Task goal: Output the records exactly as they appear, with no pictures included.

Input rows:
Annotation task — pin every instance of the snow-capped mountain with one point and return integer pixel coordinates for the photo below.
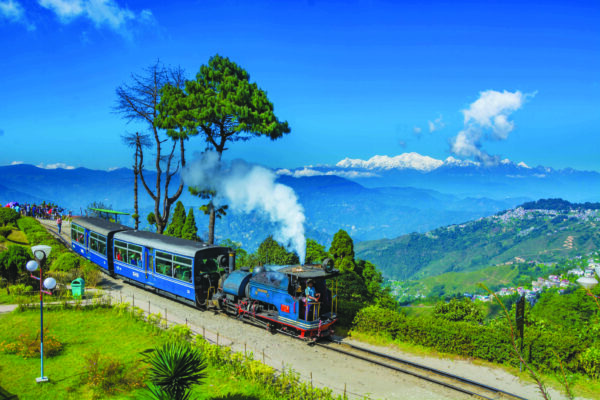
(462, 177)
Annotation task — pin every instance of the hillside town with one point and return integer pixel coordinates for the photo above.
(560, 282)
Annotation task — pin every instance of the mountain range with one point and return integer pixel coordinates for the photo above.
(375, 199)
(464, 178)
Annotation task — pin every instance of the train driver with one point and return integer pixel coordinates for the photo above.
(310, 291)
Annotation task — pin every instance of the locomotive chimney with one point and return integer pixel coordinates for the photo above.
(231, 261)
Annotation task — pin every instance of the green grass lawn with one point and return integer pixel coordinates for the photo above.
(17, 237)
(82, 332)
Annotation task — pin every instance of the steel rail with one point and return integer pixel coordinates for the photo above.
(430, 370)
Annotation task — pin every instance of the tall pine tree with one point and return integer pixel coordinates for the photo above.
(190, 230)
(177, 222)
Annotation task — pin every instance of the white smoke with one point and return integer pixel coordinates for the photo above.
(245, 187)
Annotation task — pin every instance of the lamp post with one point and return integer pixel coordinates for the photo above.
(41, 253)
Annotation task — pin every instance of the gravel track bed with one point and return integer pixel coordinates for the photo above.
(327, 369)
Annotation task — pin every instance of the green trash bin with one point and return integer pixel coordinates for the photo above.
(78, 287)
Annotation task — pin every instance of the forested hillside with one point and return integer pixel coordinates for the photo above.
(517, 235)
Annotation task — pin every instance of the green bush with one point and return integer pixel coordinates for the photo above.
(488, 342)
(590, 362)
(8, 216)
(105, 375)
(20, 289)
(375, 320)
(66, 262)
(5, 231)
(459, 310)
(91, 273)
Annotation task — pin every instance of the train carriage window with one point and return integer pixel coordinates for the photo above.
(98, 243)
(134, 255)
(78, 234)
(120, 250)
(182, 269)
(164, 263)
(174, 266)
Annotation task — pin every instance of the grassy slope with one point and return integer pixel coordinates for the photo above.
(82, 332)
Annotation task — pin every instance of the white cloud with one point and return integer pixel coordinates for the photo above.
(402, 161)
(55, 166)
(100, 12)
(460, 163)
(436, 124)
(13, 11)
(487, 118)
(304, 172)
(523, 165)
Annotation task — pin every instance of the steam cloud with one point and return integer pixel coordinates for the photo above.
(487, 119)
(245, 187)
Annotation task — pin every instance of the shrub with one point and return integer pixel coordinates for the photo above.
(375, 320)
(91, 273)
(5, 231)
(66, 262)
(106, 375)
(174, 369)
(459, 310)
(20, 289)
(590, 362)
(179, 333)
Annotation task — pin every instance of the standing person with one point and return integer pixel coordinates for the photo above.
(311, 292)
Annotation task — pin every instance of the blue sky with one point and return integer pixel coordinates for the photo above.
(352, 78)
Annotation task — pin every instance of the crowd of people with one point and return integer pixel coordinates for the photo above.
(41, 211)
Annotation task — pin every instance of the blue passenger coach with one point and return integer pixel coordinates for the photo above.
(92, 239)
(186, 270)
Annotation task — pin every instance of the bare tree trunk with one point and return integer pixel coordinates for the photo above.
(135, 191)
(211, 224)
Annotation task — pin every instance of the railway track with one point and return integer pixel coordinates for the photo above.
(453, 382)
(442, 378)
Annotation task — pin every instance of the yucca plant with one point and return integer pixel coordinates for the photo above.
(174, 369)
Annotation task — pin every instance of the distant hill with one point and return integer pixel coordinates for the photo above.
(330, 203)
(465, 178)
(516, 235)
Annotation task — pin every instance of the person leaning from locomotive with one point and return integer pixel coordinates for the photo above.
(310, 291)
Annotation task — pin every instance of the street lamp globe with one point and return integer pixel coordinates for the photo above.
(41, 251)
(50, 283)
(31, 266)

Worked solution:
Annotation task — pin every instance of the snow-capped mountain with one point and return integer pixel coordinates for the photo below.
(462, 177)
Annotation task — pin every instance of the hillside town with one point and return integer pixel coordinates for the photo above.
(560, 282)
Annotation task — pin every instance of the mountain range with one point and return integer pixel coordinates for the photo above.
(375, 199)
(464, 178)
Annotation task — pin every instance of the train driver with one point and return integer pixel coordinates for the photo above.
(310, 291)
Annotation task — pin every instance of the locomotive chimney with one point and return integer pixel coordinates for the photo above.
(231, 261)
Annotation task — pin every instance of the green grass lawn with one point and return integer pixel coordinates for the photo above.
(17, 237)
(82, 332)
Annotation task — pin every instance of the steel rail with one point and return integer pixel coordinates for the photo above.
(430, 370)
Annotation task — pin every instance of the tall pine tree with one point and return integer pixel coordinates for the photo above.
(190, 230)
(177, 222)
Annotation task — pin every instance of the white smoke with one point and return integer pixel coordinates for the photo above.
(245, 187)
Annotation task — pin every instance of the lamp post with one point and return integer pixel coordinates for the photo above.
(41, 253)
Annotation task — pin every instance of the gravel track bed with one point and return integer pixel coordinates for the photo above.
(327, 369)
Annotation task — pin every instance of the green trash bin with one point and return integer pixel coordinates for the photo above.
(78, 287)
Annotation task — pin every instance of the forested hillside with one point and return integer pixel coordinates for the photo above.
(517, 235)
Annotation task — pin every instance of the green bush with one point and return integer pixel coordinates for the photo above.
(488, 342)
(590, 362)
(8, 216)
(105, 375)
(20, 289)
(375, 320)
(66, 262)
(5, 231)
(459, 310)
(91, 273)
Annotation task — pin every instance of the train carriage window with one point and return integer pixel coordinates for the photo above.
(98, 243)
(134, 255)
(78, 234)
(120, 250)
(182, 269)
(164, 263)
(174, 266)
Annotation task — pin every instance of the grassy slope with one point and return integer pixel coordinates for the photo above.
(82, 332)
Annotation task — pin every instance of the white cloud with one point and return integer pixel coordinates for the photo above.
(402, 161)
(55, 166)
(100, 12)
(460, 163)
(436, 124)
(13, 11)
(487, 118)
(304, 172)
(523, 165)
Annotation task — pin every instance of the steam cloud with one point and return integer pixel coordinates for the photo above.
(487, 119)
(245, 187)
Annotation task — pin every instance of the shrub with one point and return integer pixel coordinates for the photo above.
(375, 320)
(91, 273)
(5, 231)
(66, 262)
(106, 375)
(174, 369)
(459, 310)
(20, 289)
(590, 362)
(179, 333)
Annotation task — pin every instance of the standing person with one point and return integer pixel coordinates for the photo above.
(311, 292)
Annotation task — pin every instance of the blue sky with one point and return integer pixel coordinates for the photo above.
(352, 78)
Annotation task — pin every instance of the crowd of people with one point and return integer pixel coordinates for the photo above.
(41, 211)
Annotation task — pin every instance of the blue passenger coach with one point and return integer pixel coordinates for the photo above.
(92, 239)
(186, 270)
Annotation task — pin every instance of the bare tree trunk with one point and return integer pixel coordinates for the photo above.
(135, 191)
(211, 224)
Annotation task — pin every instance of the railway track with one point and return integer pixel coordinates for the photo above.
(453, 382)
(442, 378)
Annotation task — pin every instance of the yucca plant with one point and return integer pixel coordinates for the photo above.
(174, 369)
Annotation task — pin every instance of the distant hill with one point and return integer pixel coordinates for the photo above.
(330, 203)
(465, 178)
(516, 235)
Annotation task — pin every instance of the person leaning from locomotive with one point and return integer pixel coordinates for the photo above.
(310, 291)
Annotation task — pin every instance of the street lamp globe with one point and return integer pixel coordinates for the photo above.
(41, 251)
(50, 283)
(31, 266)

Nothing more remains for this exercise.